━━━ PAGE EXTRACT ━━━

Blue Nile Continues to Benefit from 'Just in Time' Business Model

| About: Blue Nile, (NILE)

As preparation for my review of first quarter 2009 results of Blue Nile, Inc. (NASDAQ:NILE), you might wish to read Blue Nile First Quarter 2009 Financial Results, my synopsis of the Blue Nile's fourth quarter 2008 results, and Eric Savitz's article at Seeking Alpha.

Prior to the release of the fourth quarter results, analysts had the following expectations:

Blue Nile: Revenue and Earnings Estimates
Financial Metric Current Qtr
Next Qtr
Current Year
Next Year
Data Sources Yahoo Finance 5 May 2009
Revenue Estimates 58.28M 62.26M 266.23M 294.11M
Earnings Estimates 0.10 0.15 0.65 0.83

The company's results were ahead of expectations with revenue at $62.4 million and earnings of $0.13 per diluted share. According to Yahoo Finance, analysts have revised their estimates as follows:

Blue Nile: Revenue and Earnings Estimates
Financial Metric Current Qtr
Next Qtr
Current Year
Next Year
Data Sources Yahoo Finance 13 May 2009
Revenue Estimates 67.29M 62.21M 283.76M 315.83M
Earnings Estimates 0.18 0.14 0.76 0.93

I listened to Blue Nile's conference and thought it was positive. Using Seeking Alpha's transcript, I will highlight key items in point form.

  • Sales declined 11.4% for Q1, which is better than earlier indications mentioned in the last conference call of about 15%.

━━━ DATASET CONTENT ━━━

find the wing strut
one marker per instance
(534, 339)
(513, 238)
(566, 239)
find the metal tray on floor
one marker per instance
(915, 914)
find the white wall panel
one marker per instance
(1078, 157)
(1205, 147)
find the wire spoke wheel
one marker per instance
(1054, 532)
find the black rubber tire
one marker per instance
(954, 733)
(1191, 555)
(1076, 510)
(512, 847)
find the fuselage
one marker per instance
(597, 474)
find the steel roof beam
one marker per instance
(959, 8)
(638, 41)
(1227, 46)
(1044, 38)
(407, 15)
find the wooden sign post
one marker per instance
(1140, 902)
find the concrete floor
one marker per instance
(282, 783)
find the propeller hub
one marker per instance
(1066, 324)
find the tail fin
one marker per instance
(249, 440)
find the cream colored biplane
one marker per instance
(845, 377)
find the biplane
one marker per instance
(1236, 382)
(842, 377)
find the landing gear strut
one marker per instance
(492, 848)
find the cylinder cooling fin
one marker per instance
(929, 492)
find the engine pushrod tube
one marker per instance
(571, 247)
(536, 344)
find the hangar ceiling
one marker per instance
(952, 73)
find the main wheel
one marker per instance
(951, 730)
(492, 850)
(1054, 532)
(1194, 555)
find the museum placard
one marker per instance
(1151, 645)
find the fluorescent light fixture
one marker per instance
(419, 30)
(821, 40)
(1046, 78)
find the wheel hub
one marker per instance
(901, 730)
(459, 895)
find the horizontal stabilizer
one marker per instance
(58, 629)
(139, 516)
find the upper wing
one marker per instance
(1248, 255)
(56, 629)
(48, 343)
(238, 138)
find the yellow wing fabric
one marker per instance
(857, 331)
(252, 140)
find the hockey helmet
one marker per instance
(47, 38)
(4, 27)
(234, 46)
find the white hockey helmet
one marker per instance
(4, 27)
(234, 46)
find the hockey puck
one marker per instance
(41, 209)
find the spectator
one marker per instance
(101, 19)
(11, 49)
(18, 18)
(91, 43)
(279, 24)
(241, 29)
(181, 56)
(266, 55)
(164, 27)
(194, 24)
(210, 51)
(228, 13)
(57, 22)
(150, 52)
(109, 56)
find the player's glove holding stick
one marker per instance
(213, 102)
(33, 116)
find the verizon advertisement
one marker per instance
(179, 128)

━━━

(REQUESTS)
1) Shorten the paragraph of the Blue Nile article that begins "The company's results were ahead of expectations" to two short sentences, keeping its figures.
2) Resume the Blue Nile article after its last line, adding more bullet points from the conference call in the same style.

(ANSWERS BY TASK)
1) Blue Nile beat expectations, posting $62.4 million in revenue and earnings of $0.13 per diluted share. Yahoo Finance reports that analysts then revised their estimates.

2)
  • Bridal jewelry category, which includes diamond engagement rings and wedding bands, performed better than average overall sales and made up a larger proportion of the overall sales than it did last year.
  • High cost jewelry exceeding $25,000 was most affected by the downturn.
  • Diane Irvine, President and CEO, indicated that the company performed well: "Our ability to achieve EBITDA growth from a year ago despite a decline in sales is significant and it was driven by our focus on profitability, specifically the expansion in gross margins and a laser focus on costs."
  • Company expects to have strong positive full year cash flow exceeding $11.8 million, which is the trailing 12 month cash flow.
  • Inventory was down 17% year on year.
  • Company has no debt.
  • Company is seeing signs of improvement in customer sentiment and overall retail sales, though the company remains cautious in its near term outlook. However, the company has a much stronger positive outlook for the longer term.
  • Jewelry industry remains in chaos and this is presenting both challenges and opportunities. The challenges stem from other jewelers exiting the business and dumping their inventory onto the marketplace. The opportunity, of course, is that Blue Nile is strong financially and should capture more market share by providing its customers with better value and better customer service.
  • Diamond prices have declined 20% from market highs and are 5% to 10% below prices one year ago.
    • Unlike the brick and mortar jewelers that carry about one year's worth of inventory, Blue Nile is a just-in-time retail operation. Thus, it is able to pass along the majority costs savings of decreased diamond prices to customers. This action helps to increase market share and provide a slight boost to gross margins. Recall that Blue Nile was able to offer customers better value because of its lower cost structure. Reduced diamond prices further enhances its competitive position.
  • The website will undergo a major revision later this year.
  • Although international sales are small today, international growth continues to look exciting with expansion beyond Canada, the UK, and Ireland. Blue Nile now offers shipping to over 40 markets worldwide.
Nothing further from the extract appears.